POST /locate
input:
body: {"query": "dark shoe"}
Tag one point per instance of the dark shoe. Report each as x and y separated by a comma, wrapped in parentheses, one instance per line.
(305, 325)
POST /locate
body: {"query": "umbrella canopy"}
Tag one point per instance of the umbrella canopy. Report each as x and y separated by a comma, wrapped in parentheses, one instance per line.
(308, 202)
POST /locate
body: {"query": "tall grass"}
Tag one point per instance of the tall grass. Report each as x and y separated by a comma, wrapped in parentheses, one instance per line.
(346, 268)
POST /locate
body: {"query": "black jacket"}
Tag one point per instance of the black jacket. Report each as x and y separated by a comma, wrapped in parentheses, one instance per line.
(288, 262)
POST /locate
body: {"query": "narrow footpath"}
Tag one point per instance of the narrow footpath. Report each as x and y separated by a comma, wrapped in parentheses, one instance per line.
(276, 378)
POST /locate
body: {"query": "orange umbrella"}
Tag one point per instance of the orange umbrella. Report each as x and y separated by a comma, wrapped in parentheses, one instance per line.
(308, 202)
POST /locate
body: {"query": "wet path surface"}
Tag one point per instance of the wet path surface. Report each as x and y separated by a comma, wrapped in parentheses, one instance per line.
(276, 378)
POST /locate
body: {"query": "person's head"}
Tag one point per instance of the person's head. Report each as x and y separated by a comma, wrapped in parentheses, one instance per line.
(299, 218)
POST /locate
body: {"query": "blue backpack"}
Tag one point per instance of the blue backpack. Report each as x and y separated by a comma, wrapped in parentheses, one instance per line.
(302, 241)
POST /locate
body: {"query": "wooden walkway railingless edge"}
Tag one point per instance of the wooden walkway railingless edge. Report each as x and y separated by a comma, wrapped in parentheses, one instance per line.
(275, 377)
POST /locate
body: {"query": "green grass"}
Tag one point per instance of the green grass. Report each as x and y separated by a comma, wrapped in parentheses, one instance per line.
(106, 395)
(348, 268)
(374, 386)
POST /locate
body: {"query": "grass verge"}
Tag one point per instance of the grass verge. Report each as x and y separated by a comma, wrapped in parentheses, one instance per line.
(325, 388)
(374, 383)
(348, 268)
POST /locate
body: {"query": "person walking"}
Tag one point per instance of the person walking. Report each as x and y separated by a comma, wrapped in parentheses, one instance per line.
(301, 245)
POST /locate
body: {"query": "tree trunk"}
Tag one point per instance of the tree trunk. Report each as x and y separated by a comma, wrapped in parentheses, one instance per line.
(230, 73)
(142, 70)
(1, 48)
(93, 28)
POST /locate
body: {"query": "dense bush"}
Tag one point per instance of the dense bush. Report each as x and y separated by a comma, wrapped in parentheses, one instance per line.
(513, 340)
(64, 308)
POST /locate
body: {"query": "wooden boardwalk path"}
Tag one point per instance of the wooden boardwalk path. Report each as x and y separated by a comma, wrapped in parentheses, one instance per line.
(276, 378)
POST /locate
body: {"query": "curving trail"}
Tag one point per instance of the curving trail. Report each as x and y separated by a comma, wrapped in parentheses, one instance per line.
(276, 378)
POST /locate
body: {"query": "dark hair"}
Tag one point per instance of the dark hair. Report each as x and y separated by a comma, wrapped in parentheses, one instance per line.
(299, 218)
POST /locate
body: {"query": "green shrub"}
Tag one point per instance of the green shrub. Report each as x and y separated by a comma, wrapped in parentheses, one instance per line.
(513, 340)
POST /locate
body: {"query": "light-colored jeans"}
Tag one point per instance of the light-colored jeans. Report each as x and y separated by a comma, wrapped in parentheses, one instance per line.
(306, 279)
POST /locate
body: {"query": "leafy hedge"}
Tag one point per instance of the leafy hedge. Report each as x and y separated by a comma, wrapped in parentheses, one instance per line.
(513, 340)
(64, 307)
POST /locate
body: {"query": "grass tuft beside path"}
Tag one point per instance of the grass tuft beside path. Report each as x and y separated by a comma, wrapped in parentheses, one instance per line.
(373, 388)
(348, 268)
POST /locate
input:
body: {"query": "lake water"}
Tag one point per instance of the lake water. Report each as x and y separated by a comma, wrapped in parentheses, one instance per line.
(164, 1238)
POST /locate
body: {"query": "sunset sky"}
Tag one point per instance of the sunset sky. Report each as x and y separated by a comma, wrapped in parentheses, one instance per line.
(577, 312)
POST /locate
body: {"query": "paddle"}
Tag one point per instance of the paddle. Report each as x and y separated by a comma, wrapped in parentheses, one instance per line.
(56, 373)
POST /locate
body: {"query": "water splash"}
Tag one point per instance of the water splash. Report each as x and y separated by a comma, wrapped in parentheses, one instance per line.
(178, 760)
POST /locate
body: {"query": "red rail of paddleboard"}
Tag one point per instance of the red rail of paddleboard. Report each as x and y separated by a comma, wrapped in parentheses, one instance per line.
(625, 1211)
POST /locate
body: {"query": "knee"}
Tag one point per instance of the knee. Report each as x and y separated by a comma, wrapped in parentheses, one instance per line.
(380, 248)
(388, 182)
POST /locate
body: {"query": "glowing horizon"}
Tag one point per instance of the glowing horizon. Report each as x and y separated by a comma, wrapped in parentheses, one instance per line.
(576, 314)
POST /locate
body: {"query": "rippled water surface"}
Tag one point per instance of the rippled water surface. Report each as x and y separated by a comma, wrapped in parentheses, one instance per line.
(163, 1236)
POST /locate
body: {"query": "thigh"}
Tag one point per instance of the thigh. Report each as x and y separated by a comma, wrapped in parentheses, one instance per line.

■ Written instruction: Tally the lines of the material above that contain the word "paddleboard", and give only the number.

■ Result for this exercise: 2